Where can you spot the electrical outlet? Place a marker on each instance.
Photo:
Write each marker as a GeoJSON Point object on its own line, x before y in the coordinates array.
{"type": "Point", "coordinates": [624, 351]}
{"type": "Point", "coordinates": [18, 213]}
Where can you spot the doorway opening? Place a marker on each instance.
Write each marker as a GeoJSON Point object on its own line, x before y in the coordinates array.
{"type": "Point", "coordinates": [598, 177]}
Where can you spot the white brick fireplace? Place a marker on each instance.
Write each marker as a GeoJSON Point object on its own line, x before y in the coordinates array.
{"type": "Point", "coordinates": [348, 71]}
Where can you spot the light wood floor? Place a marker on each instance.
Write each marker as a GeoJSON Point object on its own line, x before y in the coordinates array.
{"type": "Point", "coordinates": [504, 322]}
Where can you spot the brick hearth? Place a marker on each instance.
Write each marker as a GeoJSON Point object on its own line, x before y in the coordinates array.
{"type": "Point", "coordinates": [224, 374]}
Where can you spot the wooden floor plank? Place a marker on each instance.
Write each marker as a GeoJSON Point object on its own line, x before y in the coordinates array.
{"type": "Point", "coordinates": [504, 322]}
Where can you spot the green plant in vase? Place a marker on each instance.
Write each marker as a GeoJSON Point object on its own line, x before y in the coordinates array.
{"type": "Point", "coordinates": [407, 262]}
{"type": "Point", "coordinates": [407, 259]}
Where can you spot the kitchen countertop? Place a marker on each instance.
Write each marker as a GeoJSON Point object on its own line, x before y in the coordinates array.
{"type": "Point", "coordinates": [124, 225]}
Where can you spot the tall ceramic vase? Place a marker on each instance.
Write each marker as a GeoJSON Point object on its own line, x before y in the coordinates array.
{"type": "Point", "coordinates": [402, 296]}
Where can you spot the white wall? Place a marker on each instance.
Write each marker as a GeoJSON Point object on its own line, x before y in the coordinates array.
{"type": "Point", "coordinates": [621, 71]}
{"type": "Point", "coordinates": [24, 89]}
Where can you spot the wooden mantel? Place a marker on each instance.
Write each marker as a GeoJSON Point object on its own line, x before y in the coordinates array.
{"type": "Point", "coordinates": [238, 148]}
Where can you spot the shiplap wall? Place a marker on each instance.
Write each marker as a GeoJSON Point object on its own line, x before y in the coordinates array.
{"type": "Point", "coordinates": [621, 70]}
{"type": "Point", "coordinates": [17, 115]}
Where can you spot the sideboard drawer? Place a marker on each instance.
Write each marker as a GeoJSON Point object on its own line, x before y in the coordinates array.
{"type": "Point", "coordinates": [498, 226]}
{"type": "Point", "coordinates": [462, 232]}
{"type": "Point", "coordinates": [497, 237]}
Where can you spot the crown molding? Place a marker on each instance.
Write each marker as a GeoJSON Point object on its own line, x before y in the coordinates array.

============

PROMPT:
Write out the whole listing again. Match it word for word.

EXPECTED OUTPUT:
Where can you spot the electrical outlet? Place a marker on each instance.
Photo:
Write each marker as a GeoJSON Point object on its own line, x before y in the coordinates array.
{"type": "Point", "coordinates": [624, 351]}
{"type": "Point", "coordinates": [18, 213]}
Where can you spot the doorway opening? Place a marker on each instance.
Write each marker as a GeoJSON Point object on its own line, x before y in the coordinates array.
{"type": "Point", "coordinates": [598, 177]}
Where can you spot the white brick fireplace? Place a marker on each instance.
Write each marker as a GeoJSON Point object on its own line, x before y in the coordinates array.
{"type": "Point", "coordinates": [348, 71]}
Where can you spot the light wood floor? Place a marker on each instance.
Write each marker as a GeoJSON Point object on its own line, x before y in the coordinates array.
{"type": "Point", "coordinates": [504, 322]}
Where can you spot the brick hearth? Place a marker on each instance.
Write each marker as a GeoJSON Point object on its own line, x before y in the coordinates array.
{"type": "Point", "coordinates": [224, 374]}
Where can you spot the wooden floor plank? Place a marker on each instance.
Write each marker as a GeoJSON Point object on its own line, x before y in the coordinates array.
{"type": "Point", "coordinates": [504, 322]}
Where can you spot the green plant in vase? Place a marker on each instance.
Write each marker as a GeoJSON Point object on its own line, x before y in the coordinates array.
{"type": "Point", "coordinates": [407, 262]}
{"type": "Point", "coordinates": [407, 259]}
Where can you spot the kitchen countertop? Place a marker on each instance.
Write each marker as a GeoJSON Point object on its own line, x before y in the coordinates array.
{"type": "Point", "coordinates": [124, 225]}
Where can you spot the tall ceramic vase? Place a marker on each instance.
Write each marker as a GeoJSON Point object on its own line, x before y in the coordinates array.
{"type": "Point", "coordinates": [402, 296]}
Where can you spot the white wall? Place a marker on each instance.
Write each marker as a GeoJSON Point object on its own line, x before y in the coordinates array.
{"type": "Point", "coordinates": [621, 71]}
{"type": "Point", "coordinates": [24, 89]}
Where can you spot the wooden mantel? Place a marker on each instance.
Write each marker as a GeoJSON Point object on its own line, x before y in the coordinates array.
{"type": "Point", "coordinates": [238, 148]}
Where can you spot the shiplap wall? Place a marker on each instance.
Write each marker as a GeoJSON Point object on its own line, x before y in the coordinates array.
{"type": "Point", "coordinates": [621, 70]}
{"type": "Point", "coordinates": [17, 115]}
Where can you spot the sideboard drawer? Place a marker on each instance.
Write each marker as a GeoJSON Point object on its own line, x before y in the coordinates array.
{"type": "Point", "coordinates": [498, 226]}
{"type": "Point", "coordinates": [462, 232]}
{"type": "Point", "coordinates": [497, 237]}
Where can you spot the crown molding? Place a marker on each instance.
Write each marker as a GeoJSON Point object on its own line, x before y in the coordinates array.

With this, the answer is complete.